### Problema breve
Indica cuántas de las filas que aparecen abajo contienen la cadena "white", teniendo en cuenta mayúsculas y minúsculas. Responde únicamente con el número.

Registros guardados:
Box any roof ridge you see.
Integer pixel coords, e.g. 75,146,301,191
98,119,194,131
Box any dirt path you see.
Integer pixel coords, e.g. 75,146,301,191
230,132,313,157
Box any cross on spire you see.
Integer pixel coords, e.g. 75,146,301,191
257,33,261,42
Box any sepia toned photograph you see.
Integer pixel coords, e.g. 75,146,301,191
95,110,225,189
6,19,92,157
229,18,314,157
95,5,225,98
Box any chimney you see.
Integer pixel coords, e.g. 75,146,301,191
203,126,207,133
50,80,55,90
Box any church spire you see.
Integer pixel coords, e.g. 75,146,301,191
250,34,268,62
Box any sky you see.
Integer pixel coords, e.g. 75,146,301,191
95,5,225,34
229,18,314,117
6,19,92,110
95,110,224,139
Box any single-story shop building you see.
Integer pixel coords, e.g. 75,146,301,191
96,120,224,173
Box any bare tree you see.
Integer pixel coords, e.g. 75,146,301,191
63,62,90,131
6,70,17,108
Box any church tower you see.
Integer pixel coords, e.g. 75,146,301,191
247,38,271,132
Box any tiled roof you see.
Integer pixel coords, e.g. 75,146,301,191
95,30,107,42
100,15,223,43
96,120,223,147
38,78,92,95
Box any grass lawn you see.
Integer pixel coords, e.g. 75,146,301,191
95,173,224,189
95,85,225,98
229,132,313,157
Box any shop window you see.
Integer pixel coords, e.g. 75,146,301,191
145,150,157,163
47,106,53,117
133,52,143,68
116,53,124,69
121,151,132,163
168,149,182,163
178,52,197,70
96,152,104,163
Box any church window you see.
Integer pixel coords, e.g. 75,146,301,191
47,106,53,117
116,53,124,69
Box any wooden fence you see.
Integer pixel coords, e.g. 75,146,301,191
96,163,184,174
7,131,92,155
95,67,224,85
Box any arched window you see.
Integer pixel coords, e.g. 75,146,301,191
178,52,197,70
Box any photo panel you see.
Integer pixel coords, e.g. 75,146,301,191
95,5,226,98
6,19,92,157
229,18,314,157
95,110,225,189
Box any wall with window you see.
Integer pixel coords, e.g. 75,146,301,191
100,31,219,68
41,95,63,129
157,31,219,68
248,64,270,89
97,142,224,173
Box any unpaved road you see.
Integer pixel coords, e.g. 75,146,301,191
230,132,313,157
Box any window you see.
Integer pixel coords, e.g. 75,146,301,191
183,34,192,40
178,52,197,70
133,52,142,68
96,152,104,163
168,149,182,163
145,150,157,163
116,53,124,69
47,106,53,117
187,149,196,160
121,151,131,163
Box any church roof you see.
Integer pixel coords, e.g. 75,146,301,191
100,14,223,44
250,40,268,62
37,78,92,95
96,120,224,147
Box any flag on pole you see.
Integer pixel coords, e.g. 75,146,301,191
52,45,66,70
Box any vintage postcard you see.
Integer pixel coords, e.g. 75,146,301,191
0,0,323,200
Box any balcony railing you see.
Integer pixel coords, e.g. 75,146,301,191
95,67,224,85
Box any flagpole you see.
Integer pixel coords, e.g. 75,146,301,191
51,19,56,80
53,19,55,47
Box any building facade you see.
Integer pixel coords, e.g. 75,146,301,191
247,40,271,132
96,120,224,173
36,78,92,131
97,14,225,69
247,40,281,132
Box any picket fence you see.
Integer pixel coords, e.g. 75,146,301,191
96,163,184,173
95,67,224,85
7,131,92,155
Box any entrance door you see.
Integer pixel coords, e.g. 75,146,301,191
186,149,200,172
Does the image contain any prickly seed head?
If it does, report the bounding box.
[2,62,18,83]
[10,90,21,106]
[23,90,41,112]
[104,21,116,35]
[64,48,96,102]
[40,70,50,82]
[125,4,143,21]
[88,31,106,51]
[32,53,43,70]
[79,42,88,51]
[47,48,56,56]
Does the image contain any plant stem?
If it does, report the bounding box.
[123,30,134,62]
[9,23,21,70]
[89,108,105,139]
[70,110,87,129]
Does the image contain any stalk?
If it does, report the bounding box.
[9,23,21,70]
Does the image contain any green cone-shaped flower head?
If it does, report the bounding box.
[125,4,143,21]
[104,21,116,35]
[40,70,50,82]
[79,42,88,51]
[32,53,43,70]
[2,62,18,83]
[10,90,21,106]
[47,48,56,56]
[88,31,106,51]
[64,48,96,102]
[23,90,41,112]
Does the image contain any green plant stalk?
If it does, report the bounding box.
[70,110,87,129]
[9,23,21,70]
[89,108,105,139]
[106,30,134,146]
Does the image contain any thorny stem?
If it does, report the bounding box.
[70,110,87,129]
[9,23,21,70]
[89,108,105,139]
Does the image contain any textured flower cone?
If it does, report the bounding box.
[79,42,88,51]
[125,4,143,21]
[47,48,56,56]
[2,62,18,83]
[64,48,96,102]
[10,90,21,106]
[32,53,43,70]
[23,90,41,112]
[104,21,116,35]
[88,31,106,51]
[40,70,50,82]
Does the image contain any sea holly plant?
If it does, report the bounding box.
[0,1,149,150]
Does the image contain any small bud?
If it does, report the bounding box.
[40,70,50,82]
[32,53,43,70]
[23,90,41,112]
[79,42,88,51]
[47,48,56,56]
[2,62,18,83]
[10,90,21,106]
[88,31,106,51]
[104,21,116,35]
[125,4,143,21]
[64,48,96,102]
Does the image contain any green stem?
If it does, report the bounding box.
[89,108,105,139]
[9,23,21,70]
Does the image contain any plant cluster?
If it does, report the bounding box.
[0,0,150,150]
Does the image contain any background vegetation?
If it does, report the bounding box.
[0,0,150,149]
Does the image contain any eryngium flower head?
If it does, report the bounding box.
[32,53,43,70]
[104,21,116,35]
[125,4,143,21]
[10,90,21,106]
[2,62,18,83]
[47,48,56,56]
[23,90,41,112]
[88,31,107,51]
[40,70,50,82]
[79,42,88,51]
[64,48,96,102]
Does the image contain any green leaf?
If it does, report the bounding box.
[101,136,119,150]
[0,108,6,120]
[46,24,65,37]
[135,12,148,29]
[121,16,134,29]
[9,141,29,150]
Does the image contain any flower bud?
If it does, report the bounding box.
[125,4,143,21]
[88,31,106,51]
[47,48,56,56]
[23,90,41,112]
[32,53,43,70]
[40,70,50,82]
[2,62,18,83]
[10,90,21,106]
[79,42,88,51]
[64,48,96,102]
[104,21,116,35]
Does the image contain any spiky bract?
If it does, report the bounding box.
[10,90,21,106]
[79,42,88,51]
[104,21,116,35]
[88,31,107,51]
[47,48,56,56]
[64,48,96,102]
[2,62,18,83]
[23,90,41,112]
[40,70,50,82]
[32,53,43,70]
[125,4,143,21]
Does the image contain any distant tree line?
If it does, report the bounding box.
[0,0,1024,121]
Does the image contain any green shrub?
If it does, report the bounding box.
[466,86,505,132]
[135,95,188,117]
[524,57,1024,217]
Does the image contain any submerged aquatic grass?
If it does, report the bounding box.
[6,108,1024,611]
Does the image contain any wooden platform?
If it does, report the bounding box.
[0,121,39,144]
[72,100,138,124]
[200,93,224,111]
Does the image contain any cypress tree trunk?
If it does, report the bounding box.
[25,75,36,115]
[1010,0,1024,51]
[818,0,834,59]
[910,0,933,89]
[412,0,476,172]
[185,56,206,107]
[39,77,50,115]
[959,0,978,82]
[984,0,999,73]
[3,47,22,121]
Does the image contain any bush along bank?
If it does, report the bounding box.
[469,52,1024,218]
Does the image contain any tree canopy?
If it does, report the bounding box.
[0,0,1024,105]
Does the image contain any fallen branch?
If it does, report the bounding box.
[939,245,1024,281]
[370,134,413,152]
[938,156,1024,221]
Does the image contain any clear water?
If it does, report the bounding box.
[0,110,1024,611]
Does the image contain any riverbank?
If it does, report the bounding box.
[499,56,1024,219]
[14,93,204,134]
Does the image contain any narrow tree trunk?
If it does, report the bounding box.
---
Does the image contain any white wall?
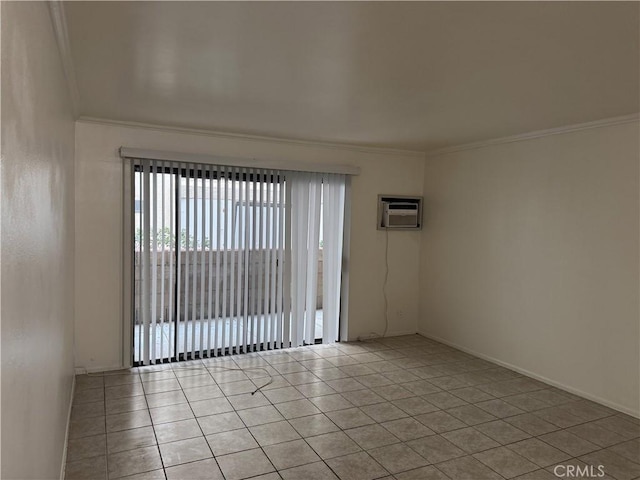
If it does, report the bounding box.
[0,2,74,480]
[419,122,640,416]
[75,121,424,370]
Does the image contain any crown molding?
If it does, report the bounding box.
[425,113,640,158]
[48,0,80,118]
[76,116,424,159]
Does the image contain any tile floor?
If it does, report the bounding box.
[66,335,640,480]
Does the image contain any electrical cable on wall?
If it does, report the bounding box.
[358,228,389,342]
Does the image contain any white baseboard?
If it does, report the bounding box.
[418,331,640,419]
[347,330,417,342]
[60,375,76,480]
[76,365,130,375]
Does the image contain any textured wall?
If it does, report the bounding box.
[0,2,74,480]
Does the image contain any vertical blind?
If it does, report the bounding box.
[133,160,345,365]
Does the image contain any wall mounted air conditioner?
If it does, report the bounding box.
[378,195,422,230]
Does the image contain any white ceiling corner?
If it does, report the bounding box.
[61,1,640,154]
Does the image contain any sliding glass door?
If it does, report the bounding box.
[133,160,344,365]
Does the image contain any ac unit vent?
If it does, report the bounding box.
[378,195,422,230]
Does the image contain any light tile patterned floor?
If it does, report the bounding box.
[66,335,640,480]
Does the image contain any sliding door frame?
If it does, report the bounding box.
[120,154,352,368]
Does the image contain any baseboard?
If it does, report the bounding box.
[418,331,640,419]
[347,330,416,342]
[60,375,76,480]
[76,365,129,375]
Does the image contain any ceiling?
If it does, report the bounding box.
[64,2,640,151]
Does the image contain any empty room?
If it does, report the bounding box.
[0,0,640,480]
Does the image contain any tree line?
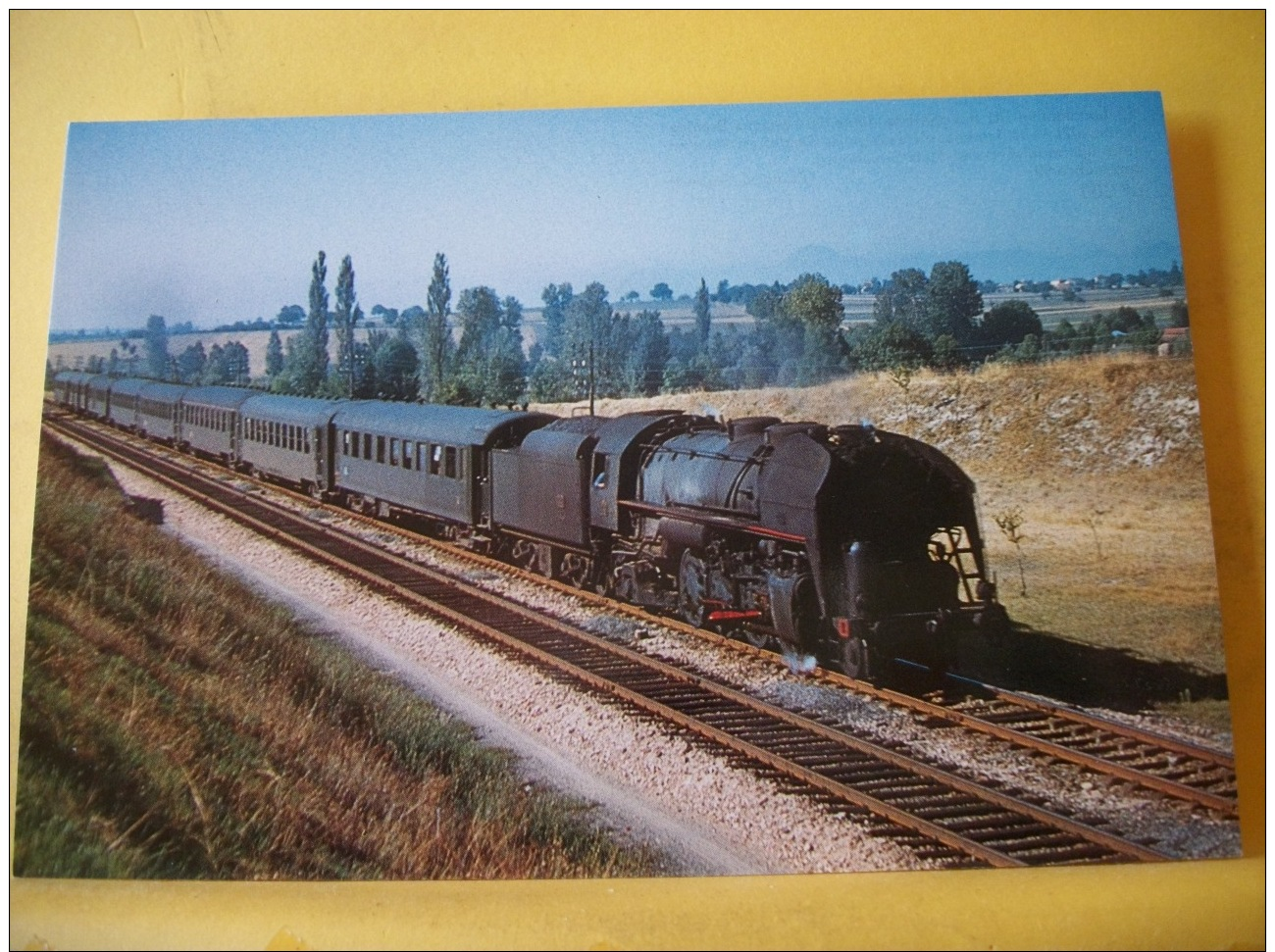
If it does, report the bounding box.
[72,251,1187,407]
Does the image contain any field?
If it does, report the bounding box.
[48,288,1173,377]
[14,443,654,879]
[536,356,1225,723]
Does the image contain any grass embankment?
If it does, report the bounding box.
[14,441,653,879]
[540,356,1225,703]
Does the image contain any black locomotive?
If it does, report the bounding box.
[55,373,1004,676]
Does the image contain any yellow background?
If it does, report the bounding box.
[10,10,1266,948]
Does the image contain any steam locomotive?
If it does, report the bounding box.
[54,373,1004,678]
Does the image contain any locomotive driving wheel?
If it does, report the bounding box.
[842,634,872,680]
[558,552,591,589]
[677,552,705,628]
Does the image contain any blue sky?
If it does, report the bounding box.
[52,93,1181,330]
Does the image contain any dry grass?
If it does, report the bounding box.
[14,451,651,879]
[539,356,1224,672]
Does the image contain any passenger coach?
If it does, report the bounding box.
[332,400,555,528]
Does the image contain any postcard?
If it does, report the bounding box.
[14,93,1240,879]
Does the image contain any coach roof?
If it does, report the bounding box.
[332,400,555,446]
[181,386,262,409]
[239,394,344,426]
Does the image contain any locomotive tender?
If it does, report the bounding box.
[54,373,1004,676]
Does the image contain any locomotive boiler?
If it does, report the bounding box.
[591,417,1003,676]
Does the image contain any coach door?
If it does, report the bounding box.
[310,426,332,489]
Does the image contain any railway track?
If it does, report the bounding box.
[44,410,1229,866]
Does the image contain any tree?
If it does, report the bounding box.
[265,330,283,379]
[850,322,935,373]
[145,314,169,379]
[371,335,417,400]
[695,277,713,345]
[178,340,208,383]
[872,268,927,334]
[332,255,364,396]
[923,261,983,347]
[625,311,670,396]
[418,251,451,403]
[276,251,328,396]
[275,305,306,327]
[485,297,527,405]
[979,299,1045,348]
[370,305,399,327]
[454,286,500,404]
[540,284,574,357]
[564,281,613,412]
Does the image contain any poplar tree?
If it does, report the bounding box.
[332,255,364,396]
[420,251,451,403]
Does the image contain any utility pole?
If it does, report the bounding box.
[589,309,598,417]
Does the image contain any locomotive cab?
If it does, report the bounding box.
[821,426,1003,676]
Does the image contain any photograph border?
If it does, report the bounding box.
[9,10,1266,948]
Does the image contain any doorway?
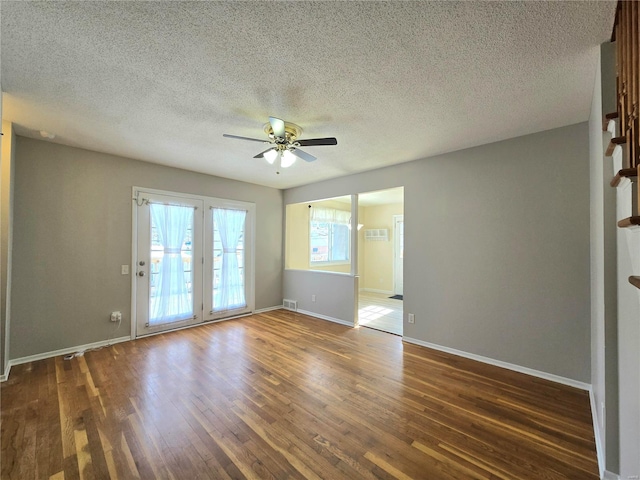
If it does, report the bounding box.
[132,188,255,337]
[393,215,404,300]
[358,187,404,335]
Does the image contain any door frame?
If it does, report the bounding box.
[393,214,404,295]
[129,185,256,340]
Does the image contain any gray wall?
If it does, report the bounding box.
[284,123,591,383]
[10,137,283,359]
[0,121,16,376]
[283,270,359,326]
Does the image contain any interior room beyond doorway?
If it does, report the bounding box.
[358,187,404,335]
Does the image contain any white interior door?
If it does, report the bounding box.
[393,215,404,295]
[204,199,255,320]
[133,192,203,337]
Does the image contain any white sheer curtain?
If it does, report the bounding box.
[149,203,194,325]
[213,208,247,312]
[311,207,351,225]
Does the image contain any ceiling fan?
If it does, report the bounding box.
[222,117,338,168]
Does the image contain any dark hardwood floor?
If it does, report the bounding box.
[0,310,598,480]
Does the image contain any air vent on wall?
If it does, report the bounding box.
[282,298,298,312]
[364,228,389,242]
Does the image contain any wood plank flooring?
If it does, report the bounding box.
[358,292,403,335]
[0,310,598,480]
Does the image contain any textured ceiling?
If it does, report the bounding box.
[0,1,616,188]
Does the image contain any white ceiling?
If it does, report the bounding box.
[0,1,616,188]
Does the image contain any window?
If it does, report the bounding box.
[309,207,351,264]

### Solución del problema
6